[Stored items]
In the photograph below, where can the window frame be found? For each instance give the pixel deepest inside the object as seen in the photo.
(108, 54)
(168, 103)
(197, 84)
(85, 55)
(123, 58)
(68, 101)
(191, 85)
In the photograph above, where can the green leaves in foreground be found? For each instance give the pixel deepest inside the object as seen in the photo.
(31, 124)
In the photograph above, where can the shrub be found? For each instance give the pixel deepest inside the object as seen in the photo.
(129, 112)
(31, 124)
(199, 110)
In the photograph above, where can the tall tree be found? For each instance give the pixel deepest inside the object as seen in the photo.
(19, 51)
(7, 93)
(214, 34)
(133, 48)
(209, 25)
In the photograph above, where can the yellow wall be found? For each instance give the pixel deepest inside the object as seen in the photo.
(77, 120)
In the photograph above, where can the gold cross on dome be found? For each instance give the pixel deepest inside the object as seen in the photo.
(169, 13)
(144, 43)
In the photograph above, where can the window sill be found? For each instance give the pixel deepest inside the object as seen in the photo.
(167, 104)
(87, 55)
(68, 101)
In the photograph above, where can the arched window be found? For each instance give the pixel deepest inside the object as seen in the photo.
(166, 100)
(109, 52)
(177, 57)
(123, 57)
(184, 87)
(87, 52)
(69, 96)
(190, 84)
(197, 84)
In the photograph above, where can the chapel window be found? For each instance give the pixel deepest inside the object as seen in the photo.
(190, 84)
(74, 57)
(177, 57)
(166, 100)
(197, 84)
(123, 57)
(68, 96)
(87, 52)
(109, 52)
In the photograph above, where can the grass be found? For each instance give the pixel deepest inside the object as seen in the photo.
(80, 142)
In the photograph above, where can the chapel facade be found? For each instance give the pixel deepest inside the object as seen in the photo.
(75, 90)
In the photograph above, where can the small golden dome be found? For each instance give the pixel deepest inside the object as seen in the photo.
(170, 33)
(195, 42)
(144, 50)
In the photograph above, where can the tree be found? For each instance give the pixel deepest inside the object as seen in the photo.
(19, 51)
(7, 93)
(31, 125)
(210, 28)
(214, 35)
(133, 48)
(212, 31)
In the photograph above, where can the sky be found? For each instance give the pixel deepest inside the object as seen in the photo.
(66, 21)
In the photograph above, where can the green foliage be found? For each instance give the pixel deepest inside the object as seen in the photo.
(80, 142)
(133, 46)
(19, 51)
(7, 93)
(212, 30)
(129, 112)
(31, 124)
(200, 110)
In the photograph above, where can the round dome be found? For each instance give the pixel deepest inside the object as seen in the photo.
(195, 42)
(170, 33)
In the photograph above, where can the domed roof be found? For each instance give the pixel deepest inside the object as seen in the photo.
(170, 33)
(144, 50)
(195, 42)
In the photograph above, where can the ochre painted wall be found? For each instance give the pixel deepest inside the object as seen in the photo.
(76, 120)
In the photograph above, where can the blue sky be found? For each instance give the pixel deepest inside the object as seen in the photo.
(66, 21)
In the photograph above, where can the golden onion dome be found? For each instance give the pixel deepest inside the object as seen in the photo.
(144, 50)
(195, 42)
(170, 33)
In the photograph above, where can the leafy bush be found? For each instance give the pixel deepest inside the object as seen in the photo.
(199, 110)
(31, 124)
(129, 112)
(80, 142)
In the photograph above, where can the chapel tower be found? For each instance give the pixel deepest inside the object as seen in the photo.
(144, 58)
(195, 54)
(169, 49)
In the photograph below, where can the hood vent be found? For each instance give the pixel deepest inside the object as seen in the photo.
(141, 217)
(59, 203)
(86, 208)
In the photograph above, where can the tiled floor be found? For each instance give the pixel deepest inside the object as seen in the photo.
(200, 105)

DIRECTIONS :: The answer must contain only the lines from the one with "In the photograph above, where can the domed" to the end of the entries above, each written out exactly.

TASK RESULT ::
In the photograph above, where can the domed roof be found? For each instance give the pixel deepest inside the object as seen in the photo.
(170, 33)
(144, 50)
(195, 42)
In the photograph above, where can the ochre painted wall be found? For each instance give the pixel deepest inside the object as seen in the photo.
(76, 120)
In the photograph above, where can the blue sky be found? For each instance give the pixel deepest inside the object as seen in the photo.
(66, 21)
In the photograph above, where can the golden onion dome be found? For each instance give the pixel deepest inside the object as seen in the photo.
(144, 50)
(195, 42)
(170, 33)
In the photograph above, where can the leafy bush be found? For each instance give the pixel deepest inside the object as seen in the photo.
(199, 110)
(31, 124)
(129, 112)
(80, 142)
In the photograph above, where can the chapel tower be found? For each instance give the pixel deepest inside the object as seen in the photo.
(144, 58)
(195, 54)
(169, 49)
In the photograph below, where can the hood vent be found? For each instance give the pixel deepest inside the object as seen in the photo.
(141, 217)
(59, 203)
(86, 208)
In the photograph above, where can the tiled floor be found? For each instance give the pixel deepest inside the object as seen in the photo.
(200, 105)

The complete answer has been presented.